GIVEN TEXT:
Healthbeat, Beneath the Surface, Troubling Signs, & Surprising Finds

Healthbeat, Beneath the Surface, Troubling Signs, & Surprising Finds

Healthbeat, Beneath the Surface, Troubling Signs, & Surprising Finds 2560 1696 AEPC Health

I Don’t Like Mondays

The teen years can be rough, especially when a parent is struggling with their own issues. Picture a teenager living with their father after a difficult divorce. Money was tight, school wasn’t a priority, and skipping classes became routine. Despite concerns about mental health, the father brushed them off. Instead of getting help, he handed his child a rifle for Christmas—a rifle that would later be used in a school shooting.

Although this story sounds like the shooting at Apalachee High School in Georgia this week, it actually dates back decades.

The First of Many
Sixteen-year-old Brenda Spencer didn’t fit the typical profile of a killer. Quiet, withdrawn, and dealing with the fallout of her parents’ divorce, she lived in a run-down home with her father. Her life was filled with instability—she had a history of behavioral issues and silently battled undiagnosed depression. In 1978, she was referred for mental health treatment, but her father refused to get her the needed help. That Christmas, he gave her a .22-caliber rifle as a gift.

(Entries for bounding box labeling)
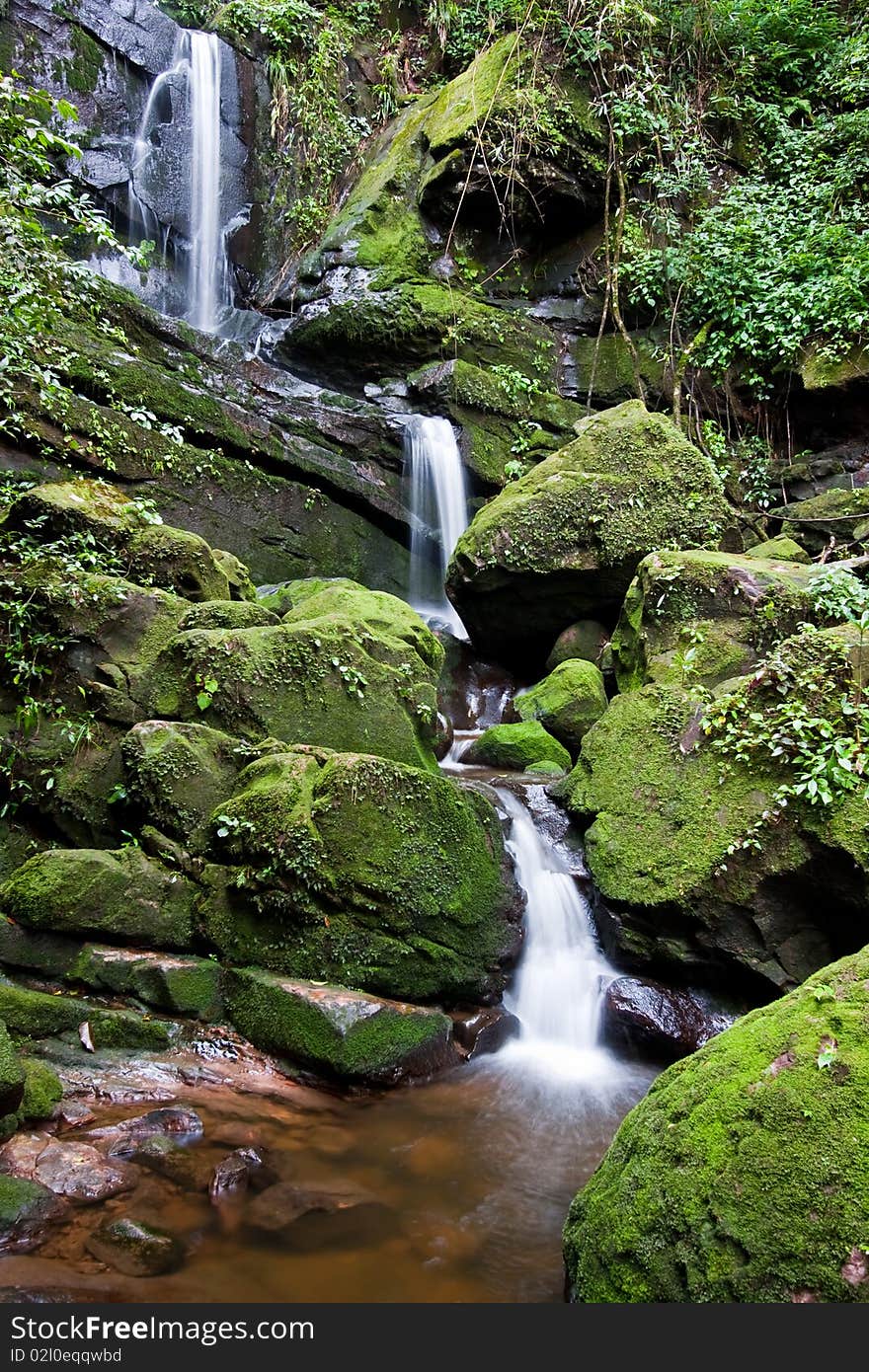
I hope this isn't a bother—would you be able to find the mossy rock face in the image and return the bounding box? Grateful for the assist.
[0,981,175,1049]
[226,967,458,1085]
[447,401,729,667]
[120,721,250,854]
[770,486,869,553]
[201,750,520,1003]
[516,657,606,757]
[461,719,571,771]
[546,619,611,672]
[0,848,195,948]
[4,481,229,601]
[4,559,191,728]
[143,581,443,768]
[288,35,605,384]
[564,950,869,1302]
[69,944,222,1021]
[408,358,585,487]
[557,631,869,995]
[611,552,821,690]
[0,1176,63,1253]
[0,1024,25,1115]
[746,534,812,563]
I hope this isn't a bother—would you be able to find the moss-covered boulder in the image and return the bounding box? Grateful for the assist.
[564,950,869,1302]
[408,358,585,487]
[0,848,195,948]
[611,552,820,690]
[447,401,728,665]
[120,721,250,854]
[226,967,458,1085]
[287,35,605,386]
[0,1175,63,1253]
[461,719,571,771]
[546,619,611,672]
[141,580,443,767]
[0,978,175,1049]
[770,486,869,553]
[4,481,229,601]
[201,750,520,1002]
[0,1024,25,1115]
[516,657,606,756]
[557,630,869,995]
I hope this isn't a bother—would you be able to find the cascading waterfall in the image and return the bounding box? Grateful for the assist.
[129,29,232,334]
[499,789,615,1079]
[405,415,468,636]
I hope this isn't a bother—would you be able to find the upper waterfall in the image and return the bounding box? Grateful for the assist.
[129,29,238,334]
[405,415,468,637]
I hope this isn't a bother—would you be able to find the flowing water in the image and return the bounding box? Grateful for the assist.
[405,415,468,637]
[129,29,238,334]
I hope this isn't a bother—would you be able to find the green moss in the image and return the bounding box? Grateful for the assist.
[0,1024,25,1115]
[516,657,606,756]
[0,1175,57,1241]
[564,950,869,1302]
[228,967,451,1081]
[201,752,514,1002]
[0,848,194,948]
[0,982,172,1048]
[122,721,247,852]
[612,552,819,690]
[447,401,729,658]
[18,1058,63,1122]
[462,719,571,771]
[144,581,442,770]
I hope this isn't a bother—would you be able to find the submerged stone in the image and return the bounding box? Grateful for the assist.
[226,967,457,1086]
[85,1217,184,1277]
[461,719,571,771]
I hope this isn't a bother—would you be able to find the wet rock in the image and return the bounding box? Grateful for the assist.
[0,1133,133,1204]
[85,1218,184,1277]
[447,401,729,668]
[601,977,733,1062]
[226,967,456,1085]
[127,1133,210,1191]
[0,1176,64,1253]
[0,1024,25,1115]
[244,1181,381,1239]
[208,1148,277,1204]
[453,1006,518,1058]
[104,1105,203,1158]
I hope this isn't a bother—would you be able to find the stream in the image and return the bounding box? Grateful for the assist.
[0,32,655,1302]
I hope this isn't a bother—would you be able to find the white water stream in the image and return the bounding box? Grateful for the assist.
[404,415,468,638]
[129,29,232,334]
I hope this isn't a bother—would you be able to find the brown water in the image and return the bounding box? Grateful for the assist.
[0,1048,652,1302]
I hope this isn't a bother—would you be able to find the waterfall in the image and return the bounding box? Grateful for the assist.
[187,33,226,334]
[499,788,615,1079]
[405,415,468,637]
[129,29,232,334]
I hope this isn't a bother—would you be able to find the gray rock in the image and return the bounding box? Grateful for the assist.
[85,1218,184,1277]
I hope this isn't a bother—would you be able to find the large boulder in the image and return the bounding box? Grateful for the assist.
[447,401,728,665]
[514,657,606,756]
[4,481,229,601]
[141,580,443,768]
[564,950,869,1304]
[559,630,869,995]
[203,749,520,1003]
[612,552,824,690]
[228,967,458,1085]
[0,847,195,948]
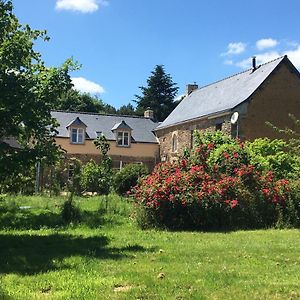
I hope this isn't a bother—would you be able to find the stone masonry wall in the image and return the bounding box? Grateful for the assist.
[157,114,232,161]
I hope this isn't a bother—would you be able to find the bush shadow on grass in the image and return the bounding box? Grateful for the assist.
[0,234,155,275]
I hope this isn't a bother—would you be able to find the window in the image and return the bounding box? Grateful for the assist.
[172,134,177,152]
[71,128,84,144]
[117,131,129,147]
[216,123,223,131]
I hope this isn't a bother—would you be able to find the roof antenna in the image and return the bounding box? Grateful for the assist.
[252,56,257,72]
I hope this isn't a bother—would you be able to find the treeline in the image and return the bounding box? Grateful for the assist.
[52,89,138,115]
[52,65,179,122]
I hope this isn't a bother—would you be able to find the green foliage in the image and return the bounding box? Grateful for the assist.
[0,0,77,184]
[135,65,178,121]
[81,160,111,195]
[68,157,82,196]
[0,166,36,195]
[61,197,81,224]
[113,164,149,195]
[207,141,250,175]
[193,130,238,148]
[245,138,300,179]
[117,103,136,116]
[132,132,299,230]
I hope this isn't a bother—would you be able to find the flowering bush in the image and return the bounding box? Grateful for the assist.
[132,133,289,230]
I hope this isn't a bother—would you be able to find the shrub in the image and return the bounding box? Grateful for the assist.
[61,197,81,223]
[81,160,111,195]
[113,164,149,195]
[132,133,290,230]
[245,138,300,179]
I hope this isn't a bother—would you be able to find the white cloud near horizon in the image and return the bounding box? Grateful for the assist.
[284,45,300,69]
[235,51,281,69]
[71,77,105,94]
[256,38,278,50]
[221,42,247,56]
[55,0,108,13]
[236,44,300,69]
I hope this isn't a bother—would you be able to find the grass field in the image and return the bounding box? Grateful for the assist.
[0,196,300,299]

GOAL: Reproduce the passage from the Healthbeat text that begins at the words "Although this story" and ends after "rifle as a gift.".

CORRECT RESULT:
Although this story sounds like the shooting at Apalachee High School in Georgia this week, it actually dates back decades.

The First of Many
Sixteen-year-old Brenda Spencer didn’t fit the typical profile of a killer. Quiet, withdrawn, and dealing with the fallout of her parents’ divorce, she lived in a run-down home with her father. Her life was filled with instability—she had a history of behavioral issues and silently battled undiagnosed depression. In 1978, she was referred for mental health treatment, but her father refused to get her the needed help. That Christmas, he gave her a .22-caliber rifle as a gift.